The Significance of Race

Despite the undeniable racial progress that has been made during the twentieth century, ongoing racism harkens back to earlier eras through racial imagery, for instance. As the opening vignette describes, nooses, visible reminders of an era when whites lynched African Americans, as well as Mexican Americans, Native Americans, Jewish Americans, and many other racial minorities, for real or imagined offenses, are still hung today to intimidate people of color. Lynching imagery was pervasive on the Internet during President Obama's candidacy and eventual presidency (Feagin 2012). In 2007, a noose was hung on the office door of an African American professor who taught courses on race and diversity at Columbia University. That same year on the same campus, a Jewish professor found a swastika on her office door. Both are professors of psychology and education and involved in teaching multicultural education.
What is the message being sent by this kind of racial imagery? The black high school student in Jena, Louisiana, President Obama, and the professors targeted in these examples violate what Feagin et al. (1996) refer to as racialized space, space generally regarded as reserved for one race and not another. Both that particular area of the high school campus in Jena and Columbia University were being defined by some students as "white space," a racialized space where nonwhites are perceived as intruders and unwelcome. Additionally, research on the experiences of Latino college students finds they often refer to institutions of higher education as a "white space," thus, an environment where they feel less than welcome (Barajas and Ronnkvist 2007).
Are these isolated incidents? According to the Southern Poverty Law Center, a nonprofit group that tracks hate crimes and hate group activity, the prevalence of nooses and other symbols of hate, such as swastikas, are not unusual. Often such incidents are explained as a practical joke, which begs the question, what exactly is funny about a noose? A noose is the ultimate symbol of terror directed primarily, but not exclusively, toward African Americans. This symbol is hard to joke about. The parents of some of the white students in Jena explained away their high school children's behavior as a combination of ignorance and humor. We have to challenge such assumptions in the face of the history of this gruesome ritual.

INFORMATION SUPPLIED:
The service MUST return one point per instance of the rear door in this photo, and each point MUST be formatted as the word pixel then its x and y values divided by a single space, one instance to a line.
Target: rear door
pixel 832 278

WORK TO COMPLETE:
1. Which works does the text on the significance of race cite, by author and year?
2. Reproduce the text on the significance of race from "Are these isolated" up to and including "this gruesome ritual.".

ANSWERS TO THE PROBLEMS:
1. Feagin (2012); Feagin et al. (1996); Barajas and Ronnkvist (2007)

2.
Are these isolated incidents? According to the Southern Poverty Law Center, a nonprofit group that tracks hate crimes and hate group activity, the prevalence of nooses and other symbols of hate, such as swastikas, are not unusual. Often such incidents are explained as a practical joke, which begs the question, what exactly is funny about a noose? A noose is the ultimate symbol of terror directed primarily, but not exclusively, toward African Americans. This symbol is hard to joke about. The parents of some of the white students in Jena explained away their high school children's behavior as a combination of ignorance and humor. We have to challenge such assumptions in the face of the history of this gruesome ritual.